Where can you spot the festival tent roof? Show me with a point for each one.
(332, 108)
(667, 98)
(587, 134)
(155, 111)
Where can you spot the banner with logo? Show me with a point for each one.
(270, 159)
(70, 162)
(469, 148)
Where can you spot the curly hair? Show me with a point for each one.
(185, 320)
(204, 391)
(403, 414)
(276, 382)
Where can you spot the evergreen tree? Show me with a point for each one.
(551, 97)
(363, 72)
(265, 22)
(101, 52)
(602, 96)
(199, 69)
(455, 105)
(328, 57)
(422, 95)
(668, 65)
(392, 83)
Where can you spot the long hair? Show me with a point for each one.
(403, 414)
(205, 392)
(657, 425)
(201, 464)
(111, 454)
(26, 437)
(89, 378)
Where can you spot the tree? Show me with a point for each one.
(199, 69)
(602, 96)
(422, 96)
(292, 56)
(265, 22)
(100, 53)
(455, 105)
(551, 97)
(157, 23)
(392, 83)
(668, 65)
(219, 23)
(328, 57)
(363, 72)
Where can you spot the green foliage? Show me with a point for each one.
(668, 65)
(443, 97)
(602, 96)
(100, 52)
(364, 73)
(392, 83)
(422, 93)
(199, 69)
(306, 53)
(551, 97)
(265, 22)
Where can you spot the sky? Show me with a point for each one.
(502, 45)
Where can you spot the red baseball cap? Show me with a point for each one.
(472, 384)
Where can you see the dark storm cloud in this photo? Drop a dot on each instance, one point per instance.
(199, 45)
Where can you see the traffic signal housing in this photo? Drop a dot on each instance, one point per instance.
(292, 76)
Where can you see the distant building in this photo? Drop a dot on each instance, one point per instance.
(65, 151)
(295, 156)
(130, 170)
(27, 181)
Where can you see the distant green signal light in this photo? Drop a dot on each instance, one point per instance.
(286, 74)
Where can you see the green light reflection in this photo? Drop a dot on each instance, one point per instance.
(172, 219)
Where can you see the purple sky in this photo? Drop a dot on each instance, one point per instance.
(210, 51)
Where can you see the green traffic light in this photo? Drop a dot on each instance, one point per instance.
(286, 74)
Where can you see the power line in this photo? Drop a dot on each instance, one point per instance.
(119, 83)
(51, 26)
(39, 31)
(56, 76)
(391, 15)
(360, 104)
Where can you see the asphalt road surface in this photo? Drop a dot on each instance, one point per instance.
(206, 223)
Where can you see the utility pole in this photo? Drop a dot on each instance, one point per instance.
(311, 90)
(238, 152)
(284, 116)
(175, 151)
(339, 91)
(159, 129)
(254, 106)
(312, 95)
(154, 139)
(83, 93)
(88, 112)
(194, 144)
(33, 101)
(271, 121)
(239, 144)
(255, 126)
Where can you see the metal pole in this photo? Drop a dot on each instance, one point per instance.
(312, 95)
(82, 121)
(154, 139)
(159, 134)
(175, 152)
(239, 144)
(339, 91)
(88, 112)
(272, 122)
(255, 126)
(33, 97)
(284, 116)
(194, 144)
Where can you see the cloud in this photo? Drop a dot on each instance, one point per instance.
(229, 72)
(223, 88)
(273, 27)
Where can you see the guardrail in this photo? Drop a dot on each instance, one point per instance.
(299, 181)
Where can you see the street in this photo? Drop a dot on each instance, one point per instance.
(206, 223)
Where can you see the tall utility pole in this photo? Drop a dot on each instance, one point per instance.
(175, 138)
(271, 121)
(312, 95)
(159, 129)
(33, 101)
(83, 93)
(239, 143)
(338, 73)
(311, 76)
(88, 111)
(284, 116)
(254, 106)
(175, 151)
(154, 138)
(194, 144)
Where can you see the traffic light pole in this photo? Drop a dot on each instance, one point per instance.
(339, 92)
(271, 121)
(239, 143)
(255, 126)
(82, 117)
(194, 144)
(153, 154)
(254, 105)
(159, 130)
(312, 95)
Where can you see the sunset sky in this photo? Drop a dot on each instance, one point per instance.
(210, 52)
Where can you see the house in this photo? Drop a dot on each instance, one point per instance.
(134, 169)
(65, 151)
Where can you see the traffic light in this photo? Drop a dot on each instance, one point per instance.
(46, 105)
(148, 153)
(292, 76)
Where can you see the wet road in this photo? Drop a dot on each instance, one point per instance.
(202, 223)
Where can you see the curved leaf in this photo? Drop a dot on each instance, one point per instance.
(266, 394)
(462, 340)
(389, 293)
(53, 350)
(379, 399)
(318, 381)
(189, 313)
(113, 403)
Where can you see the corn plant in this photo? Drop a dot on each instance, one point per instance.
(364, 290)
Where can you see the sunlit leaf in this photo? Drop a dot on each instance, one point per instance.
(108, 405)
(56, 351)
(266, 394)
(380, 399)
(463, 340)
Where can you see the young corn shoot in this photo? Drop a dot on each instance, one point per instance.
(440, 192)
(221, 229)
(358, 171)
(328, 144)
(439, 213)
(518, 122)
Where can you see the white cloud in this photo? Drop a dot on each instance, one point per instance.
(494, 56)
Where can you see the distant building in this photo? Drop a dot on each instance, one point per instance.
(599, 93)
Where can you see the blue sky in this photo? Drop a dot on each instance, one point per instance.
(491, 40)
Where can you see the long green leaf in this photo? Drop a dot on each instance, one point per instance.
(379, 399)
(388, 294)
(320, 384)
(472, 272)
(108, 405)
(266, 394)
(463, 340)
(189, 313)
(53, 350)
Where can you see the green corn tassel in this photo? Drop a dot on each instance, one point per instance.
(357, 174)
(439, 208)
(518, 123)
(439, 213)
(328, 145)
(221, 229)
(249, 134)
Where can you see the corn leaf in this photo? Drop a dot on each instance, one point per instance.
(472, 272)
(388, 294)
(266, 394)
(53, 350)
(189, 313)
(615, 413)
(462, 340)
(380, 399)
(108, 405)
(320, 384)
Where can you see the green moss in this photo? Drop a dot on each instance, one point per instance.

Written request
Copy each record from above exactly, and include every line.

Solution to the exercise
Where can you spot the festival tent roof? Show me with a point for each one.
(332, 108)
(667, 98)
(587, 134)
(155, 111)
Where can you spot the banner with logo? Show me with a point for each one.
(270, 159)
(70, 162)
(469, 148)
Where can you spot the curly hair? Show me with a point for each one.
(185, 320)
(204, 391)
(403, 414)
(276, 382)
Where can you spot the evergreen tree? Show me with a point for each one.
(551, 97)
(363, 72)
(265, 22)
(101, 52)
(602, 96)
(199, 69)
(455, 105)
(328, 57)
(422, 95)
(668, 65)
(392, 83)
Where can you spot the long hair? Show me with a point for each one.
(403, 414)
(205, 392)
(657, 425)
(201, 464)
(111, 454)
(26, 437)
(89, 378)
Where can you spot the tree? Show me with a point for each one.
(199, 69)
(602, 96)
(422, 96)
(292, 56)
(265, 22)
(100, 53)
(455, 105)
(551, 97)
(157, 23)
(392, 83)
(668, 65)
(219, 23)
(328, 57)
(363, 72)
Where can you spot the green foliage? Show me with a point for each one.
(668, 65)
(443, 97)
(602, 96)
(100, 52)
(364, 73)
(392, 83)
(422, 93)
(199, 69)
(306, 53)
(551, 97)
(265, 22)
Where can you spot the sky? Show me with a point for each one.
(502, 45)
Where can you spot the red baseball cap? Show me with a point for each one.
(472, 384)
Where can you see the dark storm cloud in this photo? Drop a dot on each instance, one point per instance.
(199, 45)
Where can you see the traffic signal housing in this photo? Drop a dot on each instance, one point per instance.
(292, 76)
Where can you see the distant building in this photo? Drop a dot on each instance, one point per instance.
(65, 151)
(295, 156)
(130, 170)
(27, 181)
Where can you see the distant green signal light in this photo? Drop a dot on each instance, one point per instance.
(286, 74)
Where can you see the green light reflection in this photo? Drop a dot on each instance, one point per instance.
(172, 219)
Where can you see the purple sky in this photo? Drop a dot on each instance, one point per instance.
(210, 51)
Where can you see the green traffic light in this photo? Drop a dot on each instance, one point per instance.
(286, 74)
Where can you see the power line in this photo? Drop a dot on each instance, one point per instance.
(119, 83)
(51, 26)
(39, 31)
(56, 76)
(391, 15)
(360, 104)
Where can you see the asphalt road surface in this photo? Drop a dot on each instance, one point per instance.
(206, 223)
Where can you see the utility pole in this photo? Drop a dot on each instance, one point per instance.
(311, 90)
(238, 152)
(284, 116)
(175, 151)
(339, 91)
(159, 129)
(254, 106)
(312, 95)
(154, 139)
(83, 93)
(88, 112)
(194, 144)
(33, 101)
(271, 121)
(239, 144)
(255, 126)
Where can you see the metal pole in this photo? Drop a dot on each instance, one point per instance.
(312, 95)
(82, 121)
(154, 139)
(159, 134)
(175, 152)
(239, 144)
(339, 91)
(88, 112)
(272, 122)
(255, 126)
(33, 97)
(284, 116)
(194, 144)
Where can you see the cloud in this photo? Drop a dot on each instance, one point per instance.
(229, 72)
(223, 88)
(273, 27)
Where can you see the guardrail in this photo? Drop a dot on each instance, one point per instance.
(299, 181)
Where can you see the street in this photo? Drop a dot on each instance, one point per instance.
(206, 223)
Where can you see the tall utility pole in this photo? Drop a dot on each instance, one point per instance.
(175, 138)
(271, 121)
(312, 95)
(159, 129)
(33, 101)
(83, 93)
(239, 143)
(338, 73)
(311, 76)
(88, 111)
(284, 116)
(254, 106)
(175, 151)
(154, 138)
(194, 144)
Where can you see the traffic light pole in this photo? Drop a dot on each instance, one point per instance.
(339, 92)
(271, 121)
(239, 143)
(255, 126)
(82, 117)
(194, 144)
(153, 154)
(254, 105)
(159, 130)
(312, 95)
Where can you see the sunset sky in this photo? Drop a dot on each instance, one point per instance.
(210, 52)
Where can you see the house in this photo? Drop a dot on each instance, one point per instance.
(134, 169)
(65, 151)
Where can you see the traffic light in this photo? Drop a dot on each instance, one point per instance.
(46, 105)
(148, 153)
(292, 76)
Where can you see the wet road in this photo? Drop a dot on each instance, one point per instance.
(202, 223)
Where can you see the curved leaf in this photo? Drop a dot on each instance, one point per instance.
(266, 394)
(462, 340)
(389, 293)
(53, 350)
(379, 399)
(318, 381)
(189, 313)
(113, 403)
Where can you see the corn plant in this photo? Drop a dot on each instance, one point per instance.
(364, 290)
Where can you see the sunlit leaf in this photo? Drop a dot on each instance, one point per instance.
(108, 405)
(56, 351)
(266, 394)
(380, 399)
(463, 340)
Where can you see the young corn shoot in this photo? Drop a dot on each instance, one point per instance.
(440, 192)
(221, 229)
(358, 171)
(328, 144)
(439, 213)
(518, 122)
Where can you see the white cloud in this photo? Drop a dot on each instance, one point per instance.
(494, 56)
Where can you see the distant building in this photo? Drop a dot on each instance, one point per instance.
(599, 93)
Where can you see the blue sky in this photo? Drop a dot on each instance, one point per instance.
(491, 40)
Where can you see the long green leaf in this photo? Drop a dot on each instance, one point per instance.
(379, 399)
(388, 294)
(320, 384)
(472, 272)
(108, 405)
(266, 394)
(463, 340)
(189, 313)
(53, 350)
Where can you see the green corn tassel in this photo? Drop a dot on each instance, one point per instance.
(357, 174)
(439, 208)
(518, 123)
(439, 213)
(328, 145)
(221, 229)
(249, 134)
Where can you see the corn leaf in this photo? Drop a dot on each instance, one point per instance.
(472, 272)
(388, 294)
(266, 394)
(53, 350)
(189, 313)
(615, 413)
(462, 340)
(380, 399)
(108, 405)
(320, 384)
Where can you see the green moss in this photo? Drop a dot on each instance, one point per instance.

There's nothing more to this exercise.